Required action:
From the chef interview, give again the part that opens with the words containing "A: I grew up" and closes with "kitchen management style.", substituting "teacher" for every "mentor".

Selected passage:
Q: Where did you grow up, and how did that influence your career path?
A: I grew up in Francistown, where I lived with my late uncle Moses Ngoni. He loved cooking. He was the self-made family chef and always wanted me by his side. His favorite meal of the day was breakfast. I remember him teaching me various egg recipes of which I grew to perfect.
After my Cambridge exams, I volunteered to work at Cresta Thapama hotel without pay. I worked in all the departments. The kitchen department was coincidentally last on the list and it turned out to be my favorite of the departments. I met my then mentor, Dominic Mazararu, who until today has seen me through all my years in the industry. I admired his work ethic in the kitchen, and have since applied the same to my kitchen management style.
Q: As a chef, how would you describe your relationship with food?

Listed records:
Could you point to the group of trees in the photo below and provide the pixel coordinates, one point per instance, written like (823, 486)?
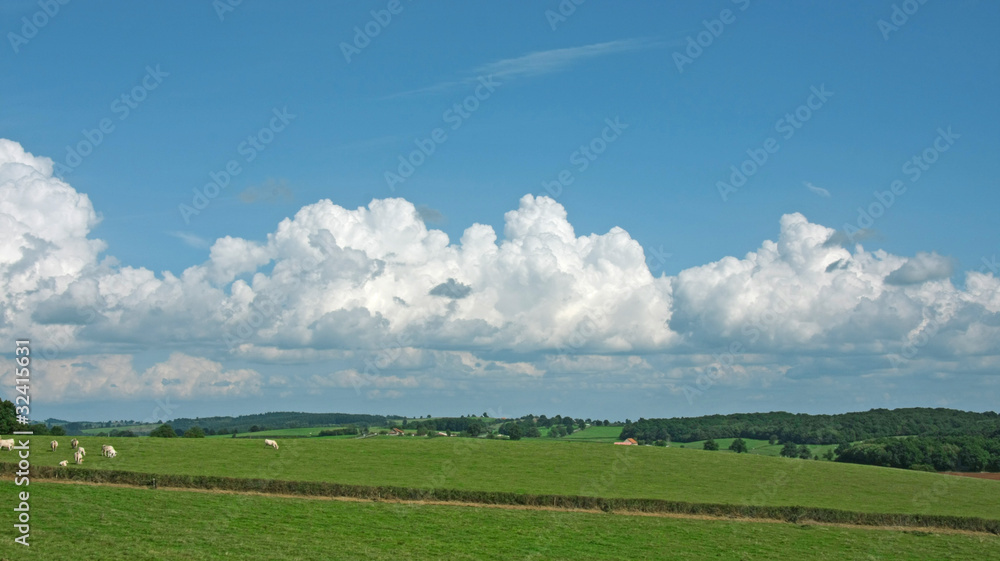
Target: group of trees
(954, 453)
(167, 431)
(817, 429)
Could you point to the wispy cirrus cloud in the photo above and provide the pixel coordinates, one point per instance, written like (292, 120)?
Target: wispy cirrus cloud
(817, 190)
(538, 63)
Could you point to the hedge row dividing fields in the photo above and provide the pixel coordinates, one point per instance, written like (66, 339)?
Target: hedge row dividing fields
(621, 505)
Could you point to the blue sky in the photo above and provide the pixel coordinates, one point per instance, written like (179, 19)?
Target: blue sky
(213, 79)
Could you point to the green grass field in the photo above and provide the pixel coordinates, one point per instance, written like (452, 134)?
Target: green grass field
(541, 466)
(116, 524)
(595, 434)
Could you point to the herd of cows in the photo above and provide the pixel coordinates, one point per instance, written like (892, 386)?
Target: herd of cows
(78, 454)
(106, 450)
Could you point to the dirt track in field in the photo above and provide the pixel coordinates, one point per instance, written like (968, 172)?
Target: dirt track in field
(541, 508)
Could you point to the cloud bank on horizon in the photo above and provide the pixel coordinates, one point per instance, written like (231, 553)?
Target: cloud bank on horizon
(386, 305)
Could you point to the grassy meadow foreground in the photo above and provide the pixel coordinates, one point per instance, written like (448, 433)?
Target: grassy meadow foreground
(545, 467)
(117, 524)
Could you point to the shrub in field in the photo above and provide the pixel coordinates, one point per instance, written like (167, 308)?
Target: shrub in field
(163, 431)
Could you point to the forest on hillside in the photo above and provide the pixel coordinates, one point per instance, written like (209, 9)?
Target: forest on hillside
(802, 428)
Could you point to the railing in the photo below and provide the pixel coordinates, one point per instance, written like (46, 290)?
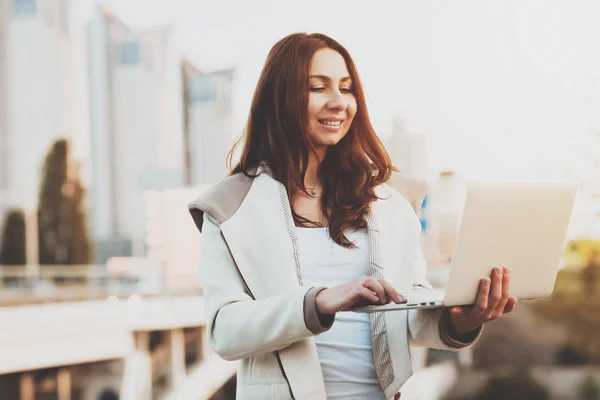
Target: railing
(54, 283)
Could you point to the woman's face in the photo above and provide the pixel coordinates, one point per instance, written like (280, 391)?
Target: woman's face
(331, 104)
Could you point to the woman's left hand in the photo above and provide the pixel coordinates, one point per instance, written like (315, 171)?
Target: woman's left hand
(493, 300)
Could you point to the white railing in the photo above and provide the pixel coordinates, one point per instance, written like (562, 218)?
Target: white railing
(55, 283)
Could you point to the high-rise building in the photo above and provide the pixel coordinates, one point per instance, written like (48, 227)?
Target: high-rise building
(136, 127)
(36, 93)
(585, 221)
(208, 123)
(407, 151)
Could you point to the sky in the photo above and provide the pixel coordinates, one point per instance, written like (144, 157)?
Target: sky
(501, 90)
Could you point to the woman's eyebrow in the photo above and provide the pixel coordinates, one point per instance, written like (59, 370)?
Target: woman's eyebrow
(326, 78)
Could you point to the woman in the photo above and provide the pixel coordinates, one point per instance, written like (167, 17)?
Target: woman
(305, 228)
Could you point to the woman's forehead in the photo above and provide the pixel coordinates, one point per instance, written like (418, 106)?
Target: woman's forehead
(328, 63)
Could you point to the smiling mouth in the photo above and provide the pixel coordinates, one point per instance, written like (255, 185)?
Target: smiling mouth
(330, 123)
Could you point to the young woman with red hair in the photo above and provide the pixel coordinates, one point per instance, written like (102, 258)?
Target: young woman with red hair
(305, 228)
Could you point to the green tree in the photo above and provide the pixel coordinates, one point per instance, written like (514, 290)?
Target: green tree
(13, 251)
(589, 389)
(62, 221)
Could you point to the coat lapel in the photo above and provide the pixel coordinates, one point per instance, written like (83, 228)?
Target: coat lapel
(259, 239)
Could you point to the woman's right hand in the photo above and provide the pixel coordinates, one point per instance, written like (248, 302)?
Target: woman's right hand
(360, 291)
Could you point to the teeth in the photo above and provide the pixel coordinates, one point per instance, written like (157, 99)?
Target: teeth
(331, 123)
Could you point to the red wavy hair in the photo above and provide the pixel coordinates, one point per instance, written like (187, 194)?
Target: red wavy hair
(276, 133)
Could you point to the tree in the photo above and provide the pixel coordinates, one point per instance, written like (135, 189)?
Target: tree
(13, 251)
(62, 222)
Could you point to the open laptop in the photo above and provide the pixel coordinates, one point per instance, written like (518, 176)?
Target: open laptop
(521, 226)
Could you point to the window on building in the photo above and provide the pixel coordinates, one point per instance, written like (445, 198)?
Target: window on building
(25, 7)
(63, 17)
(130, 53)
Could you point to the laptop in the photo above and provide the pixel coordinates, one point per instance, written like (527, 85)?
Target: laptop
(522, 226)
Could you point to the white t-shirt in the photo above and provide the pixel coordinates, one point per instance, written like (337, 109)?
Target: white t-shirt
(345, 350)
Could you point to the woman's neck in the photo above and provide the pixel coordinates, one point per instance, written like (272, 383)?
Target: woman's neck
(312, 178)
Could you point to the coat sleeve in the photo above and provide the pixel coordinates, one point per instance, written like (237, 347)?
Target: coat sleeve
(432, 328)
(239, 326)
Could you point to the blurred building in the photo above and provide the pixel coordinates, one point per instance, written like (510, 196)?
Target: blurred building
(585, 221)
(136, 113)
(446, 199)
(407, 151)
(36, 94)
(172, 238)
(208, 118)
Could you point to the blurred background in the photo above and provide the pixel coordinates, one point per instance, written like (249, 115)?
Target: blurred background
(114, 115)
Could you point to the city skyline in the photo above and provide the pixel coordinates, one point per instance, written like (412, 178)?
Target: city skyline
(526, 95)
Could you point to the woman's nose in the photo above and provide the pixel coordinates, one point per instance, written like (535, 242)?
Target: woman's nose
(337, 101)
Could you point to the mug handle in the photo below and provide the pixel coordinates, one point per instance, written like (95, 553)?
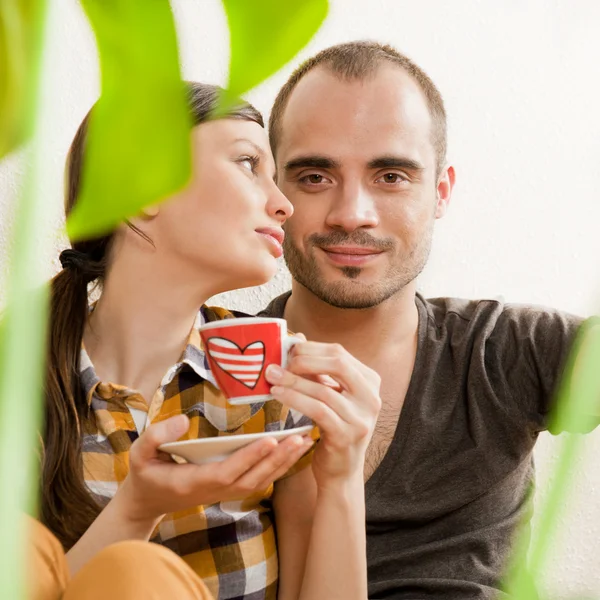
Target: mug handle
(287, 343)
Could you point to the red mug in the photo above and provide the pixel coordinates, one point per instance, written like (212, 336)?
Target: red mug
(240, 350)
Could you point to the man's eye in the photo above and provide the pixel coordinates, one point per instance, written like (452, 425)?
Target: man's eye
(312, 179)
(249, 162)
(392, 178)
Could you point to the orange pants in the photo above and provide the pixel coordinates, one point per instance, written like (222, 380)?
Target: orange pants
(129, 570)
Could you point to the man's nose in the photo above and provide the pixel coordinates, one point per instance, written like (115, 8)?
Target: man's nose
(352, 209)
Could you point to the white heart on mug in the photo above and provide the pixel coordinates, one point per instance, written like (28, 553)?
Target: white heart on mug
(243, 364)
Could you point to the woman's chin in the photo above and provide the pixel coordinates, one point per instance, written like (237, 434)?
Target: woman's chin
(256, 274)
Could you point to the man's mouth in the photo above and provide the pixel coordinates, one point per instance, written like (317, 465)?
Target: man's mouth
(351, 255)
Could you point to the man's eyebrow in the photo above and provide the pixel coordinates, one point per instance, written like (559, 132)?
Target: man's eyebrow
(395, 162)
(311, 161)
(256, 147)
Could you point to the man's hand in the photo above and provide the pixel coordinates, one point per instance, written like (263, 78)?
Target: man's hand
(345, 409)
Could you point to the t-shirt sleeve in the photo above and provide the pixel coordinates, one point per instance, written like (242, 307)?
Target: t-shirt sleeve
(530, 347)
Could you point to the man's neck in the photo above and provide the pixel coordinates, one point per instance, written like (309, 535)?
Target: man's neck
(368, 334)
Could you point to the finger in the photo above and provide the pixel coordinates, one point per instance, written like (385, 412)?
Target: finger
(334, 350)
(242, 460)
(146, 446)
(279, 460)
(329, 422)
(358, 383)
(298, 453)
(337, 367)
(344, 407)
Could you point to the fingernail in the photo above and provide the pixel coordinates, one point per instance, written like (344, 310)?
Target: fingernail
(267, 449)
(294, 444)
(274, 373)
(179, 424)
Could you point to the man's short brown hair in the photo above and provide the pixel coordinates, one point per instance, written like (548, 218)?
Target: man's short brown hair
(358, 60)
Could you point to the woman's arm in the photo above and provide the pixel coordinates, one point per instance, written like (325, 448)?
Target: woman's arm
(155, 486)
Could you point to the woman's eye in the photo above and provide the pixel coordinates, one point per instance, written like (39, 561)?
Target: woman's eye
(392, 178)
(247, 163)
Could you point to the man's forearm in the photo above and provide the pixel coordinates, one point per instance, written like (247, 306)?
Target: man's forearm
(336, 564)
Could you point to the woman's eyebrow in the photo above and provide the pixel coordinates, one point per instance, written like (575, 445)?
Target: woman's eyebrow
(256, 147)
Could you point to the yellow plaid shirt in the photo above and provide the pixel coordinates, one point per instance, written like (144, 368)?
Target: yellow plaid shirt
(230, 545)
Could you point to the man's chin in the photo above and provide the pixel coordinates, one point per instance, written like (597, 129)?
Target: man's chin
(346, 294)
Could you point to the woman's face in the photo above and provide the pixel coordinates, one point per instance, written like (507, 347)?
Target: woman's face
(225, 226)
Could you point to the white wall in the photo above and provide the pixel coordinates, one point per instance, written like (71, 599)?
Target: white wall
(520, 82)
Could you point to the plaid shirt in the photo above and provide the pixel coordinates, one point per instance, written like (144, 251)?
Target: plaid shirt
(230, 545)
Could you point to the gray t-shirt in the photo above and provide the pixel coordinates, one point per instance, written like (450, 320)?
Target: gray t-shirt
(443, 504)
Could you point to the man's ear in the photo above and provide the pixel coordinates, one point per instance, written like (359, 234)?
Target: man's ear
(444, 190)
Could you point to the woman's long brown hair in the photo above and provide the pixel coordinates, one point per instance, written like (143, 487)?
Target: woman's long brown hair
(67, 506)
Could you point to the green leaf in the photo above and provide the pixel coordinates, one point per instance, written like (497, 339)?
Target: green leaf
(576, 411)
(265, 35)
(138, 150)
(23, 325)
(19, 32)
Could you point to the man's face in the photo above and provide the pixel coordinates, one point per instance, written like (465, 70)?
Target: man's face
(356, 160)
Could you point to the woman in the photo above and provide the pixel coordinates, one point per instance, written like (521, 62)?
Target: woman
(141, 380)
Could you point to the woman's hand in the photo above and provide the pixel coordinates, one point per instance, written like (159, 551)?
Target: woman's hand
(156, 485)
(345, 409)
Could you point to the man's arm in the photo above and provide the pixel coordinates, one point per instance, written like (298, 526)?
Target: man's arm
(321, 538)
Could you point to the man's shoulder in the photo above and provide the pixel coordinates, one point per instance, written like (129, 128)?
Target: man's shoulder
(496, 317)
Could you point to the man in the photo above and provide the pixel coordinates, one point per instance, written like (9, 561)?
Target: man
(359, 137)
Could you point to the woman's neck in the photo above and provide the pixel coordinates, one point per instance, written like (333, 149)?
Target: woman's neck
(141, 322)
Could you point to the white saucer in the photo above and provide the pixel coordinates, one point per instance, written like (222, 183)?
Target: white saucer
(205, 450)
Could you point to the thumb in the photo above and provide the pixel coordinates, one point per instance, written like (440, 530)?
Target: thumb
(169, 430)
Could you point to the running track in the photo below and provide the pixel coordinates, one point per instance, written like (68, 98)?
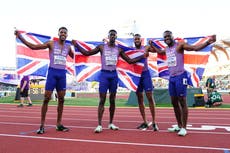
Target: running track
(209, 131)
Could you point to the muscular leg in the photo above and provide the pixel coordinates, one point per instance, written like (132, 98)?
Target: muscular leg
(44, 108)
(112, 106)
(140, 100)
(151, 101)
(101, 107)
(177, 110)
(60, 95)
(184, 111)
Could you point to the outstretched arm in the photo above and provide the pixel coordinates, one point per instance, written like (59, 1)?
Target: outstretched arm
(71, 53)
(85, 52)
(30, 45)
(129, 60)
(154, 49)
(188, 47)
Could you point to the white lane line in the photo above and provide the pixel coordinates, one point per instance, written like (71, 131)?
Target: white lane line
(114, 142)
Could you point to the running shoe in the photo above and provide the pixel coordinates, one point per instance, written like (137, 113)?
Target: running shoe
(113, 127)
(174, 129)
(155, 127)
(143, 126)
(30, 104)
(98, 129)
(20, 105)
(41, 130)
(182, 132)
(62, 128)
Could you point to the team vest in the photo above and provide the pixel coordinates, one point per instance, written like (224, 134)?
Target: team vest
(58, 56)
(175, 61)
(109, 58)
(142, 49)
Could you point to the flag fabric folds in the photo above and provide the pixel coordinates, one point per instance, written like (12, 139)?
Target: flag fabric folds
(194, 61)
(35, 62)
(87, 68)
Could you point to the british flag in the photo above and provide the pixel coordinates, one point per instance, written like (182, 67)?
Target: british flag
(194, 61)
(88, 67)
(35, 62)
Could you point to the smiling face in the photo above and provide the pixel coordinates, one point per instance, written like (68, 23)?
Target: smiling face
(63, 33)
(168, 38)
(112, 36)
(137, 40)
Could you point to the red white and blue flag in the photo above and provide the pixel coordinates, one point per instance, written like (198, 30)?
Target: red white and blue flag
(35, 62)
(88, 67)
(195, 61)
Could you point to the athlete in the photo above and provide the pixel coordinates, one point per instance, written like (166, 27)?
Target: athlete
(56, 78)
(178, 76)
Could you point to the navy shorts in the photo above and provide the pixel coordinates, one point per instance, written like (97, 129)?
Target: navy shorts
(108, 81)
(24, 93)
(56, 78)
(145, 82)
(178, 85)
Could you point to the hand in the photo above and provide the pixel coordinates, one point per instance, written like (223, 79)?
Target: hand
(146, 54)
(74, 42)
(16, 33)
(150, 42)
(212, 39)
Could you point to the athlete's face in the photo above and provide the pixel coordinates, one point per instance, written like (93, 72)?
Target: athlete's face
(168, 38)
(137, 41)
(112, 37)
(63, 33)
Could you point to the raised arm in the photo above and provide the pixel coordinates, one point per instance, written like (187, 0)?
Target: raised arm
(154, 49)
(188, 47)
(129, 60)
(71, 53)
(85, 52)
(33, 46)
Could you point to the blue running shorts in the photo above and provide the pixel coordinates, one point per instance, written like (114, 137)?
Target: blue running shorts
(145, 82)
(56, 78)
(108, 80)
(178, 85)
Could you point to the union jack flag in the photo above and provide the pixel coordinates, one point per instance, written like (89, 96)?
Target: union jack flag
(194, 61)
(35, 62)
(88, 67)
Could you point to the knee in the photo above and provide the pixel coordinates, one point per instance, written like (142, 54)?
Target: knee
(61, 99)
(47, 99)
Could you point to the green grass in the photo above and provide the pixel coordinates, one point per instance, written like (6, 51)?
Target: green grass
(88, 102)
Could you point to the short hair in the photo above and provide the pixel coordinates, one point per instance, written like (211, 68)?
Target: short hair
(167, 31)
(137, 35)
(62, 28)
(112, 30)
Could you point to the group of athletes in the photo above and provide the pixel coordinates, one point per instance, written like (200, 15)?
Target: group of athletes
(108, 81)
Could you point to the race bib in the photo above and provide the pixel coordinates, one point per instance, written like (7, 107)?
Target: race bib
(110, 58)
(171, 60)
(61, 60)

Output below:
A: I grew up in Francistown, where I lived with my late uncle Moses Ngoni. He loved cooking. He was the self-made family chef and always wanted me by his side. His favorite meal of the day was breakfast. I remember him teaching me various egg recipes of which I grew to perfect.
After my Cambridge exams, I volunteered to work at Cresta Thapama hotel without pay. I worked in all the departments. The kitchen department was coincidentally last on the list and it turned out to be my favorite of the departments. I met my then teacher, Dominic Mazararu, who until today has seen me through all my years in the industry. I admired his work ethic in the kitchen, and have since applied the same to my kitchen management style.